PROBLEM TO WORK ON: The entries that follow should be written out exactly.

DATA FOR THIS TASK:
[Start]
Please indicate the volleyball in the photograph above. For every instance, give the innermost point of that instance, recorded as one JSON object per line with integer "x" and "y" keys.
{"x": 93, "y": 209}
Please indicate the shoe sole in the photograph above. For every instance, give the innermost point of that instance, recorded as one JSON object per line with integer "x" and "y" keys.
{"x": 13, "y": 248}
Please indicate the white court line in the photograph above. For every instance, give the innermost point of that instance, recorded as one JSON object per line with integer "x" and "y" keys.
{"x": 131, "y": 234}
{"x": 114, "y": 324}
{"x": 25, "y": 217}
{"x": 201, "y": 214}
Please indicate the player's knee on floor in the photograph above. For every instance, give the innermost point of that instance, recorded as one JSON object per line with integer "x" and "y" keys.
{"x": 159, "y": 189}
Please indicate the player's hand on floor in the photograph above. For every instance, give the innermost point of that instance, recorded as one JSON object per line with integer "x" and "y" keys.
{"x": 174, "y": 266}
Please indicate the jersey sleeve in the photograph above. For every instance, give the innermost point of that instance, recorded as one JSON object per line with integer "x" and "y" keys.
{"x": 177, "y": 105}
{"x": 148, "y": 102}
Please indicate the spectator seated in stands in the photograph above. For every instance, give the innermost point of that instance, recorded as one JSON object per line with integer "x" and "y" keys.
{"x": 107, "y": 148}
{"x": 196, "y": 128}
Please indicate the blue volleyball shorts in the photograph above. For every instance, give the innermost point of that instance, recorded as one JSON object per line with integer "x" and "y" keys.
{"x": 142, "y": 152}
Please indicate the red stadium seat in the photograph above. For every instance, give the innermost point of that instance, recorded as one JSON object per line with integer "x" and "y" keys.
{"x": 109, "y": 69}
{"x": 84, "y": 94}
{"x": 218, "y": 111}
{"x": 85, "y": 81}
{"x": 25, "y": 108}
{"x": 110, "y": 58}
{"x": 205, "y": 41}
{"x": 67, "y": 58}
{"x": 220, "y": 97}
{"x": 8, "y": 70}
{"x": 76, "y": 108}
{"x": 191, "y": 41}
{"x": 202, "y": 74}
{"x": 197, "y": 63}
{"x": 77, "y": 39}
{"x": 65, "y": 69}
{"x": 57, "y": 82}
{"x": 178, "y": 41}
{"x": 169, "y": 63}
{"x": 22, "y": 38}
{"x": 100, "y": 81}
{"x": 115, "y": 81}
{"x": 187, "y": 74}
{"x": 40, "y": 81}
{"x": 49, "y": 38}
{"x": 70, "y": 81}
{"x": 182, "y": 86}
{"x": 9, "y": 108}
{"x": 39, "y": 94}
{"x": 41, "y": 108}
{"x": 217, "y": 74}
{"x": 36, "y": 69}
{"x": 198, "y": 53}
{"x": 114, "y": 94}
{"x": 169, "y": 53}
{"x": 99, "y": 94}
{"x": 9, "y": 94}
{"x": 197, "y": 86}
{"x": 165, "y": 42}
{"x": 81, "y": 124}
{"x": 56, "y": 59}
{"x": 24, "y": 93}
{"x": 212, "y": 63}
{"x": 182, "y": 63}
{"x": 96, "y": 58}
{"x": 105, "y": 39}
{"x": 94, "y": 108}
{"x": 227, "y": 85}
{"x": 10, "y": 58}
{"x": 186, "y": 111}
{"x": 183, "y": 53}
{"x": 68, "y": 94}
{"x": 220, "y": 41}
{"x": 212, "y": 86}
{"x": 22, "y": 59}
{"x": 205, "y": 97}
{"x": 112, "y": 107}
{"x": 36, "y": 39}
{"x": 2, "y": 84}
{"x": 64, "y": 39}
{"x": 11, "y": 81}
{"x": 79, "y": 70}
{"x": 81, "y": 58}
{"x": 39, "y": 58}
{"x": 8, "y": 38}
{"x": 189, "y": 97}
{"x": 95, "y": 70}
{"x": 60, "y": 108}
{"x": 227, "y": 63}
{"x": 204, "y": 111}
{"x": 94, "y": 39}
[End]
PROBLEM SOLUTION:
Please indicate the volleyball in the photograph above. For every instance, give the innermost point of that instance, recorded as one JSON object per line with integer "x" and "y" keys.
{"x": 93, "y": 209}
Please indicate the shoe sole in the photograph above. For every instance, give the innermost point of that instance, recorded as one JSON object per line with integer "x" and "y" keys.
{"x": 13, "y": 248}
Please indicate the white court line in the photograph above. For every instance, give the innermost point of that instance, recorded as one JSON object per line with integer "x" and "y" keys.
{"x": 131, "y": 234}
{"x": 114, "y": 324}
{"x": 25, "y": 217}
{"x": 201, "y": 214}
Please indicate the player's knee on floor in the photograph above. For every instance, give the innermost point of that instance, recorded as one JSON object per line with integer "x" and "y" keys.
{"x": 159, "y": 189}
Please indicate the player's hand on floor in the photograph above. For every instance, give the innermost point of that instance, recorded as one JSON object per line with integer "x" and "y" keys.
{"x": 174, "y": 266}
Please indicate the jersey sleeve in the photograph above. For every instance, give the innermost point of that instance, recorded as one JSON object per line with integer "x" and "y" keys.
{"x": 177, "y": 105}
{"x": 148, "y": 102}
Please indicate the spectator seated in stands in the photograph above. For every instance, give the innermost point of that instance, recorded as one JSON object per line with integer "x" and "y" keys.
{"x": 107, "y": 148}
{"x": 196, "y": 128}
Please indicate the blue volleyball shorts in the photograph above. For every instance, give the innermost point of that instance, recorded as one JSON object per line with integer "x" and "y" keys.
{"x": 142, "y": 152}
Please indicate the red stadium seat in the photograph above. For every instance, give the innermost point of that instance, recorded as one JSON object per line with integer "x" and "y" keys.
{"x": 109, "y": 69}
{"x": 84, "y": 94}
{"x": 218, "y": 111}
{"x": 85, "y": 81}
{"x": 25, "y": 108}
{"x": 110, "y": 58}
{"x": 205, "y": 41}
{"x": 67, "y": 58}
{"x": 220, "y": 97}
{"x": 8, "y": 70}
{"x": 76, "y": 108}
{"x": 191, "y": 41}
{"x": 202, "y": 74}
{"x": 197, "y": 63}
{"x": 77, "y": 39}
{"x": 65, "y": 69}
{"x": 57, "y": 82}
{"x": 178, "y": 41}
{"x": 169, "y": 63}
{"x": 22, "y": 38}
{"x": 100, "y": 81}
{"x": 115, "y": 81}
{"x": 187, "y": 74}
{"x": 40, "y": 81}
{"x": 49, "y": 38}
{"x": 70, "y": 81}
{"x": 182, "y": 86}
{"x": 9, "y": 108}
{"x": 39, "y": 94}
{"x": 41, "y": 108}
{"x": 217, "y": 74}
{"x": 36, "y": 69}
{"x": 198, "y": 53}
{"x": 114, "y": 94}
{"x": 169, "y": 53}
{"x": 99, "y": 94}
{"x": 9, "y": 94}
{"x": 197, "y": 86}
{"x": 165, "y": 42}
{"x": 81, "y": 124}
{"x": 56, "y": 59}
{"x": 24, "y": 93}
{"x": 212, "y": 63}
{"x": 182, "y": 63}
{"x": 96, "y": 58}
{"x": 105, "y": 39}
{"x": 94, "y": 108}
{"x": 227, "y": 85}
{"x": 10, "y": 58}
{"x": 186, "y": 111}
{"x": 183, "y": 53}
{"x": 68, "y": 94}
{"x": 220, "y": 41}
{"x": 212, "y": 86}
{"x": 22, "y": 59}
{"x": 205, "y": 97}
{"x": 112, "y": 107}
{"x": 36, "y": 39}
{"x": 2, "y": 84}
{"x": 64, "y": 39}
{"x": 11, "y": 81}
{"x": 79, "y": 70}
{"x": 81, "y": 58}
{"x": 39, "y": 58}
{"x": 8, "y": 38}
{"x": 189, "y": 97}
{"x": 95, "y": 70}
{"x": 60, "y": 108}
{"x": 227, "y": 63}
{"x": 204, "y": 111}
{"x": 94, "y": 39}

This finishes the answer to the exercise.